* _DATA TO PROCESS_
◇ ◇ ◇ ◇ ◇

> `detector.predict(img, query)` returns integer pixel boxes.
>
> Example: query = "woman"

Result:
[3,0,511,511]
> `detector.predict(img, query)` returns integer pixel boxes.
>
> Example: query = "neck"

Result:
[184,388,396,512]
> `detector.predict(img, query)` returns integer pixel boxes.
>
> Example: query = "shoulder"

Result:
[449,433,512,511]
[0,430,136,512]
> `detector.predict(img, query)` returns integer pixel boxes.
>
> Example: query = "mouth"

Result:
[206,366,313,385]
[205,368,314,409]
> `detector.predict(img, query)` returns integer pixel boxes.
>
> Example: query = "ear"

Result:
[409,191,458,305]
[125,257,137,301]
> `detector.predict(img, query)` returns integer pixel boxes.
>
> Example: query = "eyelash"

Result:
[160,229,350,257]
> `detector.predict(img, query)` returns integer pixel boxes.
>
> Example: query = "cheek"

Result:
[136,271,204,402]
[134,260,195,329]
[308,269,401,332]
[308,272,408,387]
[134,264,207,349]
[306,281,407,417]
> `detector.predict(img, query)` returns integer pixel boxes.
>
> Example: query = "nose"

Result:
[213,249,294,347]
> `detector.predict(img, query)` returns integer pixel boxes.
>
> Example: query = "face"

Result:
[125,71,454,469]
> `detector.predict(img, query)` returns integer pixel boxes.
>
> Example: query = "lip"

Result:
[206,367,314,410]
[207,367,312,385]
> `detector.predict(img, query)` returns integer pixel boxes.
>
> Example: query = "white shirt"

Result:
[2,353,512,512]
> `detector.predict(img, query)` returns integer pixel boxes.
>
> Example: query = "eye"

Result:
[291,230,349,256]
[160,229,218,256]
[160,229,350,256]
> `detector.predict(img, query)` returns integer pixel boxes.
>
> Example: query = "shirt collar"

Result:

◇ ◇ ◇ ◇ ◇

Output the listing above in full. Every line must match.

* _REPLY_
> `detector.predict(img, query)` returns integer pixel boxes.
>
> Example: query = "woman"

Result:
[3,0,511,511]
> `detector.predict(img, query)` returns integer pixel boxes.
>
> Example: query = "neck"

Result:
[184,388,396,512]
> `detector.predict(img, query)` returns integer pixel boxes.
>
> Example: query = "shoulder"

Result:
[449,433,512,511]
[0,430,136,512]
> `detector.predict(img, query)` returns integer pixel boxes.
>
> Example: query = "mouth"

Result:
[206,366,313,385]
[205,368,314,409]
> `detector.predict(img, query)` returns integer pixel boxes.
>
> Example: query = "ear"

Result:
[409,191,458,305]
[125,257,137,301]
> `detector.predict(img, query)` returns integer pixel boxes.
>
> Example: query = "eyelash"

Result:
[160,229,350,257]
> `detector.predict(img, query)` returns integer pixel boxes.
>
> Example: query = "cheek"

Result:
[136,271,204,402]
[134,260,195,329]
[308,269,401,332]
[308,272,408,387]
[134,264,207,349]
[306,281,407,417]
> `detector.predict(img, query)` returns integer pixel boxes.
>
> Example: query = "nose"

Result:
[213,249,294,347]
> `detector.predict(img, query)` returns integer pixel boxes.
>
> Example: query = "face"

Result:
[125,71,454,469]
> `detector.predict(img, query)` returns integer pixel boxes.
>
> Example: query = "lip"

Result:
[206,367,314,410]
[207,367,312,385]
> `detector.predict(img, query)` returns integer pixel boxes.
>
> Example: query = "white shirt"

Result:
[2,353,512,512]
> `detector.predict(img, query)` returns integer pixel boxes.
>
> Example: query = "eye"

Result:
[291,230,349,256]
[160,229,218,256]
[160,229,350,256]
> `detector.predict(img, query)` returns integer pixel boxes.
>
> Example: query = "shirt collar"

Result:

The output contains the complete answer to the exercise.